__What is being asked__. How many lines in the items below contain the string "wooden"? Case counts. Give only the number.

═══ Input for this task ═══

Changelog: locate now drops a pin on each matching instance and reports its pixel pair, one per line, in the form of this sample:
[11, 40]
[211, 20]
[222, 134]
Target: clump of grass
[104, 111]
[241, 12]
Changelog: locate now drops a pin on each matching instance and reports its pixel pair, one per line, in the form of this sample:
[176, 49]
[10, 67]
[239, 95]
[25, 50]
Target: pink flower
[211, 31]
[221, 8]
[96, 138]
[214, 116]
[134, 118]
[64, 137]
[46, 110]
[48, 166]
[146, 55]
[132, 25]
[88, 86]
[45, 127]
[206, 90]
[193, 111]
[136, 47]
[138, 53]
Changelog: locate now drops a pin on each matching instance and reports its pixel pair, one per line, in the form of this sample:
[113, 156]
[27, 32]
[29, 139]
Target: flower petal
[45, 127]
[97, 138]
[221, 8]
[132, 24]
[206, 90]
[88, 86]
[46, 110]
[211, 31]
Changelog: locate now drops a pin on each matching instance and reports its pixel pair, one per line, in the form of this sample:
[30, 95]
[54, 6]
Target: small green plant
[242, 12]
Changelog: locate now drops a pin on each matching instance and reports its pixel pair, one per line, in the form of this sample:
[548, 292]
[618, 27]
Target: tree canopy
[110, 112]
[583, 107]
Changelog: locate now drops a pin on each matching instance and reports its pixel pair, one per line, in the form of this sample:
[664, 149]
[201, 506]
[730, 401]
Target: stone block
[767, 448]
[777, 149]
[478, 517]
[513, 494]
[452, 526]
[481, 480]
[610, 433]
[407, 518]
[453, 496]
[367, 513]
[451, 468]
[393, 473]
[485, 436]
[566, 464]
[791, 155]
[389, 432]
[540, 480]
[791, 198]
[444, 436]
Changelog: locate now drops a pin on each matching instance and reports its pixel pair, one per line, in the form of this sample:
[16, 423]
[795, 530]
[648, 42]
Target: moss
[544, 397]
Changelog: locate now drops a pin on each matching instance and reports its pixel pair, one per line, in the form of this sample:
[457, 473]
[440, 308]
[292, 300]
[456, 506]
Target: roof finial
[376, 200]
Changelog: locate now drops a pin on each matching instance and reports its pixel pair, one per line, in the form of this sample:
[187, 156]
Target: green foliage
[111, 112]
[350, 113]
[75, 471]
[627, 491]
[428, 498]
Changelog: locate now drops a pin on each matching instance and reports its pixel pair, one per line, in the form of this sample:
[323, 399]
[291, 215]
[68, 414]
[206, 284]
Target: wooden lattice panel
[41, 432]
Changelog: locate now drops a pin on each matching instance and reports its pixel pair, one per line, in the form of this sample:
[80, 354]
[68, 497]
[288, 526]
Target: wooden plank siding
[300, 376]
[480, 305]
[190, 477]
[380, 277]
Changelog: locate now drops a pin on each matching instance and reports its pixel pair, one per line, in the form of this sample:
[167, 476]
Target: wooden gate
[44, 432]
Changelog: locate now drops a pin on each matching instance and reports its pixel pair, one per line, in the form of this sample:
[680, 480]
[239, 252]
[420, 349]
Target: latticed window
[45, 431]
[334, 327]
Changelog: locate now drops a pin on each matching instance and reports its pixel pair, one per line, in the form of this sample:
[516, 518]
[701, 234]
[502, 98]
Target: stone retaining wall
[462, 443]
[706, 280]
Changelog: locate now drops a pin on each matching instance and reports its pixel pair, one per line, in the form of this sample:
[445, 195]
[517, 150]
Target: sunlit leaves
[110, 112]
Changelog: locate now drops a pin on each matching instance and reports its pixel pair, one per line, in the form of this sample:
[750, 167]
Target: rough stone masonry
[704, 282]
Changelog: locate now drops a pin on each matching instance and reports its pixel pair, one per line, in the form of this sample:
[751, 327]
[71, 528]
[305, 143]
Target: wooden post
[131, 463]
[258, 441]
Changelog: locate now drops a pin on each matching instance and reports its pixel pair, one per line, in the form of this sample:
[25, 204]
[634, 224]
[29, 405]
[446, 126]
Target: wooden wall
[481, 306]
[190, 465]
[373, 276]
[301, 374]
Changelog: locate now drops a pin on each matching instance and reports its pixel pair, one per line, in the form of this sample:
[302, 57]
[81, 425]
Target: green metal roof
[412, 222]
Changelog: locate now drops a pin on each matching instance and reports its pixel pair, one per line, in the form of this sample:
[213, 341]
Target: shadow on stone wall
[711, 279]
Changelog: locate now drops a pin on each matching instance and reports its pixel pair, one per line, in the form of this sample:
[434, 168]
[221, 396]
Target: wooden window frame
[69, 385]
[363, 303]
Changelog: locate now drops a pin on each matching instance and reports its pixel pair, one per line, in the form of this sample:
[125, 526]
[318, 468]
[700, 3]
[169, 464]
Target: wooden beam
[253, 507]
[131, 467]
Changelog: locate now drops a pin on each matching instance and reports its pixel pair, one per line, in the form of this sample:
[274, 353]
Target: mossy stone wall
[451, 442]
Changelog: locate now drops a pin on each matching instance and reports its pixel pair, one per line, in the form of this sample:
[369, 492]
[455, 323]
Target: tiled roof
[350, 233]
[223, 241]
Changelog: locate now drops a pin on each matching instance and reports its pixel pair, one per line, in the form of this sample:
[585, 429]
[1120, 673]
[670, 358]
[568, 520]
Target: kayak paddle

═══

__Task solution__. 7